START Study material
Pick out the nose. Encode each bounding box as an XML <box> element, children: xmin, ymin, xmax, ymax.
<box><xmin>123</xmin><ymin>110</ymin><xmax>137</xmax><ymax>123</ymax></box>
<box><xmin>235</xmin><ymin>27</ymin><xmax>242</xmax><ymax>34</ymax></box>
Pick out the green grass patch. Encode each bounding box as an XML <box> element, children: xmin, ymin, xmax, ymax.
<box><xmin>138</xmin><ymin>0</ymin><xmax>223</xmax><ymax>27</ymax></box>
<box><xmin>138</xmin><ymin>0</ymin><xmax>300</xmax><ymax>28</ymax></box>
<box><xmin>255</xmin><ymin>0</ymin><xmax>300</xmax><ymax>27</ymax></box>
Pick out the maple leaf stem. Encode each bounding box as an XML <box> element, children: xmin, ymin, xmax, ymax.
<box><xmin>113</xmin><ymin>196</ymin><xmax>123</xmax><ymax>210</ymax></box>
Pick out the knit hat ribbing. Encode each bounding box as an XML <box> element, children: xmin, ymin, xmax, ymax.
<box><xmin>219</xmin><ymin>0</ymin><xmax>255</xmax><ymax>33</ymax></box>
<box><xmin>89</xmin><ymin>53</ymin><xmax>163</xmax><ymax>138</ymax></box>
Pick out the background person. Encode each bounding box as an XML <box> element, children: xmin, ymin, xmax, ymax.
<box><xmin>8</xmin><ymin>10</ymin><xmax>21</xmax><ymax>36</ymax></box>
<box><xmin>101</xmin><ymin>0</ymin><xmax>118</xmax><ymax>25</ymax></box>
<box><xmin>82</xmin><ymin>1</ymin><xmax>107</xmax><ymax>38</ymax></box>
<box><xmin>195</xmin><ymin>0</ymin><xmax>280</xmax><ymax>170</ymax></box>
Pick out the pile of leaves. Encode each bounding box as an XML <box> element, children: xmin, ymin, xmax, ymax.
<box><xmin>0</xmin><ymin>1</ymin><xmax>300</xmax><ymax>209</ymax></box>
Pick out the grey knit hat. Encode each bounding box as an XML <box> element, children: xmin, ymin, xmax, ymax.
END Study material
Task objective = From the records above, please extract every line and repeat it exactly.

Response to this task =
Pick out the nose. Encode each bounding box as an XML <box> element, children: xmin, ymin, xmax, ymax.
<box><xmin>123</xmin><ymin>110</ymin><xmax>137</xmax><ymax>123</ymax></box>
<box><xmin>235</xmin><ymin>27</ymin><xmax>242</xmax><ymax>34</ymax></box>
Pick out the green grass patch. Encode each bounding box as an XML <box> element, children: xmin, ymin, xmax, ymax.
<box><xmin>138</xmin><ymin>0</ymin><xmax>223</xmax><ymax>27</ymax></box>
<box><xmin>138</xmin><ymin>0</ymin><xmax>300</xmax><ymax>28</ymax></box>
<box><xmin>255</xmin><ymin>0</ymin><xmax>300</xmax><ymax>27</ymax></box>
Pick out the maple leaf stem. Encode each bounding box as an XML <box> element, children: xmin, ymin, xmax, ymax.
<box><xmin>113</xmin><ymin>196</ymin><xmax>123</xmax><ymax>210</ymax></box>
Pick out the knit hat ribbing. Encode each bounding box as an XML <box> element, children: xmin, ymin, xmax, ymax.
<box><xmin>219</xmin><ymin>0</ymin><xmax>255</xmax><ymax>33</ymax></box>
<box><xmin>89</xmin><ymin>53</ymin><xmax>163</xmax><ymax>138</ymax></box>
Pick out the background person. Encode each bounding box as an XML <box> element, children: xmin, ymin, xmax, ymax.
<box><xmin>8</xmin><ymin>10</ymin><xmax>21</xmax><ymax>36</ymax></box>
<box><xmin>101</xmin><ymin>0</ymin><xmax>118</xmax><ymax>25</ymax></box>
<box><xmin>82</xmin><ymin>1</ymin><xmax>107</xmax><ymax>38</ymax></box>
<box><xmin>195</xmin><ymin>0</ymin><xmax>280</xmax><ymax>170</ymax></box>
Pick out the pile of leaves. Encode each bounding box as an XML <box> element, children: xmin, ymin, xmax, ymax.
<box><xmin>0</xmin><ymin>1</ymin><xmax>300</xmax><ymax>209</ymax></box>
Pick out the grey knit hat. Encode each bounding box as an XML <box> element, children: xmin, ymin, xmax, ymax.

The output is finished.